* _The problem_: Reproduce exactly the line in which "draw the outline of the red flag" occurs and all the lines after it, ending with the last line.

* _Data provided_:
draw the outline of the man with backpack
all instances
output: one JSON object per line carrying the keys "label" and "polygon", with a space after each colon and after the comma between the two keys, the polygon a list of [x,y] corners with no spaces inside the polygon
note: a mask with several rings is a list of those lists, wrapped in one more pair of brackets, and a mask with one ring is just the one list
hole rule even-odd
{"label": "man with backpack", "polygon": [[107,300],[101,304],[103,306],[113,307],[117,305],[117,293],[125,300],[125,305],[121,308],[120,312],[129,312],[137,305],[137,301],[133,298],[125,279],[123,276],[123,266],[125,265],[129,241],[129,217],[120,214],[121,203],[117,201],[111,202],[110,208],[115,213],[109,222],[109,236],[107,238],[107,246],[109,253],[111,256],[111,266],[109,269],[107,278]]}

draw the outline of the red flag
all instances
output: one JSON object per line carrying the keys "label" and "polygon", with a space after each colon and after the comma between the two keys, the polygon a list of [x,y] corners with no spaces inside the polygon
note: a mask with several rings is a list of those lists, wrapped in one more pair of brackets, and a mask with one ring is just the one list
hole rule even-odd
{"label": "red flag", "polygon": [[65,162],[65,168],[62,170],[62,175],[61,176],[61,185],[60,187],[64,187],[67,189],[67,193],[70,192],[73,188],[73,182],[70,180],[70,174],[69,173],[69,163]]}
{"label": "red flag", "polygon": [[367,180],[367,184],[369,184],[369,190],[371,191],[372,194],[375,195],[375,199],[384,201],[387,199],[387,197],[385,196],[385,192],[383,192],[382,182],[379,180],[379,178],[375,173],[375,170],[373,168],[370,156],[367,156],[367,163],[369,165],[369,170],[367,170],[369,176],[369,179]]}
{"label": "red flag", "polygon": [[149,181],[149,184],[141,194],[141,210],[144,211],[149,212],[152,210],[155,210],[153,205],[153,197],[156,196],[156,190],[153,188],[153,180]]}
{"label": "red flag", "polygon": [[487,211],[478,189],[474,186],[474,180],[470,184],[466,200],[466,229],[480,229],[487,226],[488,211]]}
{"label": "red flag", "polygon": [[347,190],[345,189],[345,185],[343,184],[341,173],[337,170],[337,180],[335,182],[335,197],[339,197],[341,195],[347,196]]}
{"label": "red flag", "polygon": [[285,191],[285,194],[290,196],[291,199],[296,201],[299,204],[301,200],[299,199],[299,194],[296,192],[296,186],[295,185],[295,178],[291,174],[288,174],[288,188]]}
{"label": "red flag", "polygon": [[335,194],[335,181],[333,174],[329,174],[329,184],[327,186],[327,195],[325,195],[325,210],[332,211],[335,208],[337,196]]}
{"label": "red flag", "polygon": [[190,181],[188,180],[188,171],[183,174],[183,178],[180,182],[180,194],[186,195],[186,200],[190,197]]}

* _Output_:
draw the outline of the red flag
all instances
output: one JSON object per line carrying the keys "label" and "polygon", with a space after each colon and after the comma between the two keys, the polygon a list of [x,y] corners with no spaces inside the polygon
note: a mask with several rings is a list of those lists, wrapped in one more pair of brackets, and a mask with one ring is just the one list
hole rule even-odd
{"label": "red flag", "polygon": [[65,162],[65,168],[62,170],[62,175],[61,176],[61,185],[60,187],[64,187],[67,189],[67,193],[70,192],[73,188],[73,182],[70,180],[70,174],[69,173],[69,163]]}
{"label": "red flag", "polygon": [[367,180],[367,184],[369,184],[369,190],[371,191],[372,194],[375,195],[375,199],[384,201],[387,199],[387,197],[385,196],[385,192],[383,192],[382,182],[379,180],[379,178],[375,173],[375,170],[373,168],[370,156],[367,156],[367,163],[369,165],[369,170],[367,170],[369,176],[369,179]]}
{"label": "red flag", "polygon": [[149,181],[149,184],[141,194],[141,210],[144,211],[149,212],[152,210],[155,210],[153,205],[153,197],[156,196],[156,190],[153,188],[153,180]]}
{"label": "red flag", "polygon": [[487,211],[478,189],[474,186],[474,180],[470,184],[466,200],[466,229],[480,229],[487,226],[488,211]]}
{"label": "red flag", "polygon": [[347,190],[345,189],[345,185],[343,184],[341,173],[337,170],[337,180],[335,182],[335,197],[339,197],[341,195],[347,196]]}
{"label": "red flag", "polygon": [[285,191],[285,194],[290,196],[291,199],[296,201],[299,204],[301,200],[299,199],[299,194],[296,192],[296,186],[295,185],[295,178],[291,174],[288,174],[288,188]]}
{"label": "red flag", "polygon": [[335,194],[335,181],[333,174],[329,174],[329,184],[327,186],[327,195],[325,195],[325,210],[332,211],[335,208],[337,196]]}
{"label": "red flag", "polygon": [[190,181],[188,180],[188,171],[183,174],[183,178],[180,182],[180,194],[186,195],[186,200],[190,197]]}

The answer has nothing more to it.